◆ **KUTIPAN**
____________

Wednesday, July 1, 2015

Ora Beach, Sawai Village, Kelinanti Hill - Moluccas 1




Saya tidak mempunyai kebiasaan untuk melakukan perjalanan di bulan Desember, terutama di akhir tahun atau malam pergantian tahun. Pertama karena pada perayaan malam Natal saya merasa lebih sakral jika mengikuti misa, di gereja kami sendiri, alasan kedua karena pada akhir tahun cuaca cenderung kurang bersahabat sehingga saya merasa lebih baik diam saja di rumah.

____________

◆ **DATA MENTAH**
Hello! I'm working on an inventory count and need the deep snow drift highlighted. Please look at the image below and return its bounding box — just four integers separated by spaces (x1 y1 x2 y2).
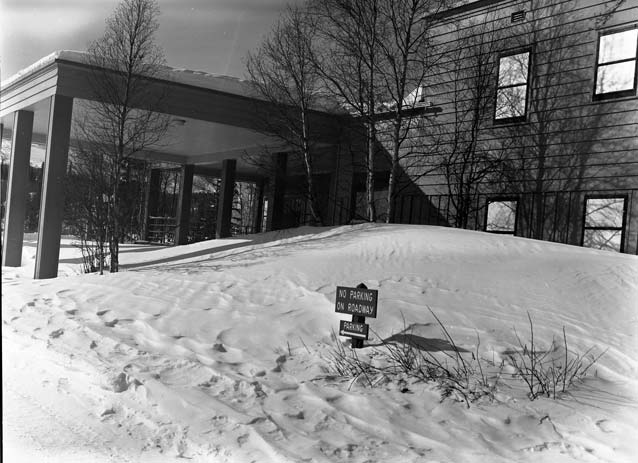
2 225 638 463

____________

◆ **INSTRUKSI 1**
Jawablah pertanyaan berikut berdasarkan kutipan di atas.
(a) Tanggal berapa tercantum di bagian atas kutipan?
(b) Pada bulan apa penulis tidak biasa melakukan perjalanan?
(c) Di mana penulis merasa lebih sakral mengikuti misa malam Natal?
◆ **INSTRUKSI 2**
Menurut kutipan di atas, mengapa penulis tidak biasa bepergian pada bulan Desember? Jawab dalam satu sampai tiga kalimat.
◆ **INSTRUKSI 3**
Ketik ulang bagian kutipan di atas, mulai dari "Ora Beach, Sawai" dan berakhir pada "saja di rumah.".

◆ **JAWABAN BENAR 1**
(a) Rabu, 1 Juli 2015.
(b) Bulan Desember.
(c) Di gereja mereka sendiri.

◆ **JAWABAN BENAR 2**
Pertama, penulis merasa perayaan malam Natal lebih sakral jika mengikuti misa di gereja sendiri. Kedua, cuaca pada akhir tahun cenderung kurang bersahabat, sehingga penulis merasa lebih baik diam di rumah.

◆ **JAWABAN BENAR 3**
Ora Beach, Sawai Village, Kelinanti Hill - Moluccas 1




Saya tidak mempunyai kebiasaan untuk melakukan perjalanan di bulan Desember, terutama di akhir tahun atau malam pergantian tahun. Pertama karena pada perayaan malam Natal saya merasa lebih sakral jika mengikuti misa, di gereja kami sendiri, alasan kedua karena pada akhir tahun cuaca cenderung kurang bersahabat sehingga saya merasa lebih baik diam saja di rumah.